▽

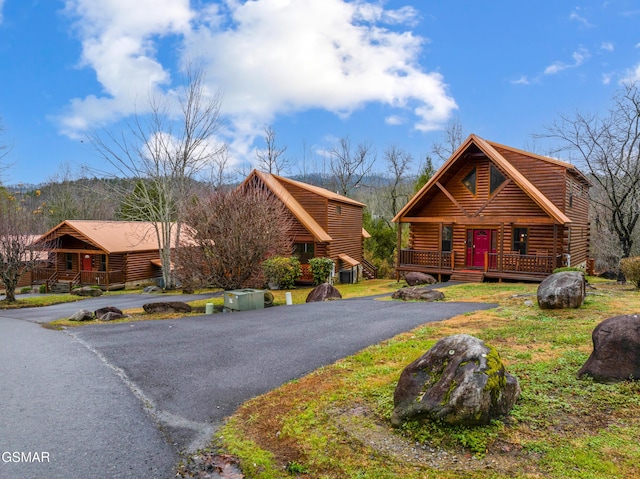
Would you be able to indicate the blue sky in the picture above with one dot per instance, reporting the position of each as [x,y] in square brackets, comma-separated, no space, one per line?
[384,72]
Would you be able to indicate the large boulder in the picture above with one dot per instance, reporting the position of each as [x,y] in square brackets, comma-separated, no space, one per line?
[82,315]
[87,291]
[111,316]
[562,290]
[323,292]
[418,293]
[98,313]
[414,278]
[167,307]
[460,380]
[616,350]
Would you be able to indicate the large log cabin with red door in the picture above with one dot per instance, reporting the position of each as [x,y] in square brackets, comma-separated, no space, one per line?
[108,254]
[496,212]
[324,224]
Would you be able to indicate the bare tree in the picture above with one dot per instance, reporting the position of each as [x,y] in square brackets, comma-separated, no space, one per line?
[349,167]
[4,151]
[453,137]
[232,233]
[609,147]
[18,255]
[166,152]
[271,159]
[398,161]
[426,171]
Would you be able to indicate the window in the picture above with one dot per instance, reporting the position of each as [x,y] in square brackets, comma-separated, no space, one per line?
[520,236]
[470,181]
[304,251]
[447,236]
[496,179]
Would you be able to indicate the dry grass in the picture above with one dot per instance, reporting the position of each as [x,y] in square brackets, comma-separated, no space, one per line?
[334,423]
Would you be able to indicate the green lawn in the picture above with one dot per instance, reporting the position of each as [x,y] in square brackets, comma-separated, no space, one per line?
[334,423]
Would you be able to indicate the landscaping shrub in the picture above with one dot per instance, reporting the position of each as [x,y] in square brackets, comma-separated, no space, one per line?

△

## Problem details
Pictures aside, repeat every line of the data above exactly.

## Solution to the exercise
Would you be able to indicate the blue sky in the picture above with one dot per instance, reporting the position of each as [x,y] in square brackets, comma-separated, no space, one per line?
[384,72]
Would you be able to indicate the large boulder in the picture above with one dot per instance, reporting the position of each as [x,y] in square brackets, comma-separated, no space, one per line?
[82,315]
[87,291]
[111,316]
[562,290]
[323,292]
[418,293]
[98,313]
[414,278]
[167,307]
[460,380]
[616,350]
Would you be able to indicate the large log cabin with red door in the picture above with one dot per instance, reporting the position of each as [x,y] in square brackets, comma-separated, no space, one per line?
[108,254]
[496,212]
[324,224]
Would you be able to indicate the bare tree in the picture above with one dot per instance, reporting the position of each as [x,y] in square brackets, comma-separated, no space, one per line?
[349,167]
[4,151]
[453,137]
[232,233]
[609,147]
[18,255]
[166,152]
[271,159]
[398,161]
[426,171]
Would you be able to indicate the window in the picture above with one dot per instance, reporting the position of each as [x,y] in square brackets, comma-separated, no space, one per line?
[520,236]
[470,181]
[304,251]
[447,236]
[496,179]
Would you be able to indicate the dry grass in the picture above with one dot per instance, reporting the position of each as [x,y] in square brackets, comma-separated, no space, one per line?
[334,423]
Would you be able to indicate the green lawn in the picture above with one dot per instance, reporting the position of each as [x,y] in square brackets, comma-separated, no space, one per line?
[334,423]
Would you be able to indicate the landscaping shrub in the picture above with one dot per instance, reporting the position of each as [x,y] in square brackets, comma-separated, no space, one per line?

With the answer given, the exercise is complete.